Reproduce the records below exactly as they appear, omitting any pictures they contain.

╭──

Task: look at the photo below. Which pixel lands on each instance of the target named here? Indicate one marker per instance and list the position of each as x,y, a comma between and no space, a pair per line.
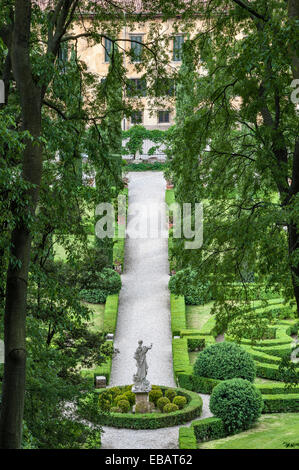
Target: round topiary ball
180,401
225,361
120,397
154,395
162,402
124,406
170,393
170,408
131,397
237,402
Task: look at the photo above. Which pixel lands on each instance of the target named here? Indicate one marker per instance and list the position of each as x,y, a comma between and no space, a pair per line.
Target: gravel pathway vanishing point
144,311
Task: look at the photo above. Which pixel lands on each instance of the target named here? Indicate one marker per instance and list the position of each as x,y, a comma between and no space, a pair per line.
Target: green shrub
197,384
162,402
238,403
185,282
115,391
180,402
170,394
154,395
115,409
131,397
154,420
141,407
105,401
187,439
196,344
170,408
225,361
93,296
122,396
124,405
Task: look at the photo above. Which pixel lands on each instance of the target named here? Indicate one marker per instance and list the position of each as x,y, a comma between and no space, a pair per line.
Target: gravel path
144,305
144,311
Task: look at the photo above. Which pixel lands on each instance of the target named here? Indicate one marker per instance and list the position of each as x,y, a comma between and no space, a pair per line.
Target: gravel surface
144,304
144,311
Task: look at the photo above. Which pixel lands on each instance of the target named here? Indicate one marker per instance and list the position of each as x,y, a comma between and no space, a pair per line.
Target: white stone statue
140,382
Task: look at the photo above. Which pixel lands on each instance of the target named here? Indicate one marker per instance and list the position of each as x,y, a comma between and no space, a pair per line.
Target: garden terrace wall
191,411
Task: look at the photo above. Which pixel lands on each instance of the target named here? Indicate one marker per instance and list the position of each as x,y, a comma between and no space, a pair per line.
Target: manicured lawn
273,431
97,319
198,315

╰──

** TASK ANSWER **
Task: look at the photo below. Which pixel lands on each instance of the target named here? Indicate one marker per instance and list the position of each as x,y, a comma between and no space, a pair per line.
Target: round topiary ball
180,401
225,361
120,397
154,395
162,402
124,406
170,393
170,408
131,397
237,402
Task: look at the photo above. Which pixel lands on each instance of the target named here? Indicate one marker per instance and list the position of each as x,y, a comma between and no space, a pair per line.
Target: gravel pathway vanishing point
144,311
Task: look at the photo above. Which pixel lands on each instance of the target named here? Indicate one marker per instance and list the position of each as x,y, a comma between and no space, a pair per line.
Target: green shrub
197,384
162,402
238,403
185,282
115,391
180,402
170,394
154,395
115,409
131,397
154,420
141,407
105,401
187,439
196,344
170,408
225,361
93,296
122,396
124,405
Task: look at the photo above. Which pixel lands on each instance of the target named here? Indicate one marker per instance and list the position of each as x,y, a comma between and no space, a pair per line.
Target: gravel path
144,305
144,311
Task: look at the photo above. Which pixel lands on each instance of the target named here? Indicate one marker per instance and list the position of each as x,y, a comma between and no space, a pair per line.
Target: gravel surface
144,304
144,311
Task: look at the photo above. Which pixel lands on each instance of the target named here? Indicate one marker per instance and list the position of each as x,y, a comma between and no space, a pair per line.
Target: white stone statue
140,382
Task: look at the photo above. Which pixel lands on each instance of the target named here? Indicate one marker per instance and list the position of each as x,y, a comma between and no space, a pair per line.
Target: garden terrace wall
191,411
Task: look at the photo above. Which pixel lands on each instance of the target named here? Indicate one marker per instance and list the position of each as x,y, a comma between and no space, a pair per line.
Target: manicured lawn
273,431
97,319
198,315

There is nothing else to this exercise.